Eiichiro Komatsu shares $500,000 Gruber Cosmology Prize with WMAP satellite team, for fundamental discoveries on the age, make-up, shape, and origin of the universe

28 June 2012

New York, N.Y. — The Gruber Foundation and the International Astronomical Union recently announced that the members of the Wilkinson Microwave Anisotropy Probe (WMAP) team, including University of Texas at Austin professor Eiichiro Komatsu, are the recipients of the 2012 Gruber Cosmology Prize. Komatsu is the director of the university's Texas Cosmology Center.

"I am so humbled and honored to share the Gruber prize with the members of the WMAP team, with whom I have had the pleasure of working over the past decade," Komastu said. "It has been an incredible experience to be a part of such a successful experiment which has uncovered the basic properties of the universe. I feel very fortunate to have had an opportunity to be a part of it."

WMAP is a NASA satellite launched in 2001 to take measurements of the cosmic microwave background radiation, the three-Kelvin background radiation left over from the Big Bang. The satellite operated through 2010, and has released multiple datasets over the years.

According to the Gruber Foundation, WMAP's "observations and analyses of ancient light have provided the unprecedentedly rigorous measurements of the age, content, geometry, and origin of the universe that now comprise the Standard Cosmological Model."

The Prize citation recognizes that the exquisite specificity of these results has helped transform cosmology itself from “appealing scenario into precise science.”

Excerpted records:
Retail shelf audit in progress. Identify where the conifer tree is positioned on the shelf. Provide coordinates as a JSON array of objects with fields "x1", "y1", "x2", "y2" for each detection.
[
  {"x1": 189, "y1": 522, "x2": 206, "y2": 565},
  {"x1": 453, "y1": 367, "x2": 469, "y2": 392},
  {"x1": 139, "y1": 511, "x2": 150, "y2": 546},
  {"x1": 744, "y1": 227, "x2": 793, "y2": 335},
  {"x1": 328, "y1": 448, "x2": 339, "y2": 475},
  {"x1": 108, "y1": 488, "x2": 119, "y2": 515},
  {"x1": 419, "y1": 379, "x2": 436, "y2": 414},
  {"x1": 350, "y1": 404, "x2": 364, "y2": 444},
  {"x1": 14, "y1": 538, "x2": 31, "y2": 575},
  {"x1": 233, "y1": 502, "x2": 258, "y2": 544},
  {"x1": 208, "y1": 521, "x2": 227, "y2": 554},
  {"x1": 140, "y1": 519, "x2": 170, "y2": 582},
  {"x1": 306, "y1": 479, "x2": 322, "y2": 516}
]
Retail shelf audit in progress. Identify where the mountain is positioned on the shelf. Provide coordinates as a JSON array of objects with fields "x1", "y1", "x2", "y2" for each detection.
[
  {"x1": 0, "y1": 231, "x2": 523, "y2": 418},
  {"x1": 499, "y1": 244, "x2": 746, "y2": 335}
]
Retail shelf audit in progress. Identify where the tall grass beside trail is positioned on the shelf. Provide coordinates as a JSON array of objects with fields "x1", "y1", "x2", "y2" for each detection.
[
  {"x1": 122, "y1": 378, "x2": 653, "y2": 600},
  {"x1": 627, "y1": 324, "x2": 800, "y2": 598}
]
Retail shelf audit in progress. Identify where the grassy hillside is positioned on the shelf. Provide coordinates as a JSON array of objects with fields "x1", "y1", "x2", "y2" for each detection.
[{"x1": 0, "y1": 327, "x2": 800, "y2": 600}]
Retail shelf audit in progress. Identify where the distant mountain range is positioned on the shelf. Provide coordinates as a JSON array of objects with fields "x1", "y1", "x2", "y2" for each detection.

--

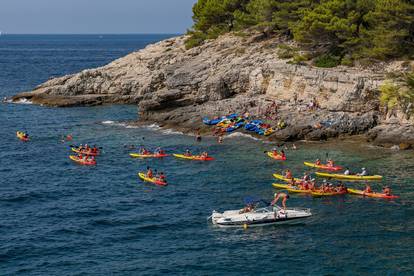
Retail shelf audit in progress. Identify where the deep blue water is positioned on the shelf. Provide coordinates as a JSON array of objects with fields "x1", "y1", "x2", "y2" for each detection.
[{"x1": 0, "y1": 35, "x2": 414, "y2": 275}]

Using the information:
A: According to the Gruber Prize article, what university center does Eiichiro Komatsu direct?
B: Carry on writing the Gruber Prize article from its final sentence.
The data come from a different source than the Gruber Prize article.

Exercise responses:
A: He directs the Texas Cosmology Center at the University of Texas at Austin.

B:
The team will receive a $500,000 award, and team leader Charles Bennett of The Johns Hopkins University will receive a gold medal, at the International Astronomical Union meeting in Beijing on August 21.

The team's most recent data release came in 2011, and answered many long-held questions about the nature of the universe, including:

1. The age of the universe: 13.75 billion years (with a margin of error of 1 percent).

2. The make-up of the universe: 22.7 percent dark matter, 72.8 percent dark energy, and only 4.6 percent “ordinary” matter.

3. Early evolution of the universe: seems to have undergone a period of “inflation” in the first trillionth of a trillionth of a trillionth of a second of its existence, as many theorists have been predicted.

4. The geometry of the universe: flat, to within less than 1 percent error.

Science magazine awarded WMAP its “Breakthrough of the Year” honor in 2003: “All the arguments of the last few decades about the basic properties of the universe — its age, its expansion rate, its composition, its density — have been settled in one fell swoop.”

The Gruber International Prize Program honors individuals in the fields of Cosmology, Genetics and Neuroscience, whose groundbreaking work provides new models that inspire and enable fundamental shifts in knowledge and culture. The Selection Advisory Boards choose individuals whose contributions in their respective fields advance our knowledge and potentially have a profound impact on our lives.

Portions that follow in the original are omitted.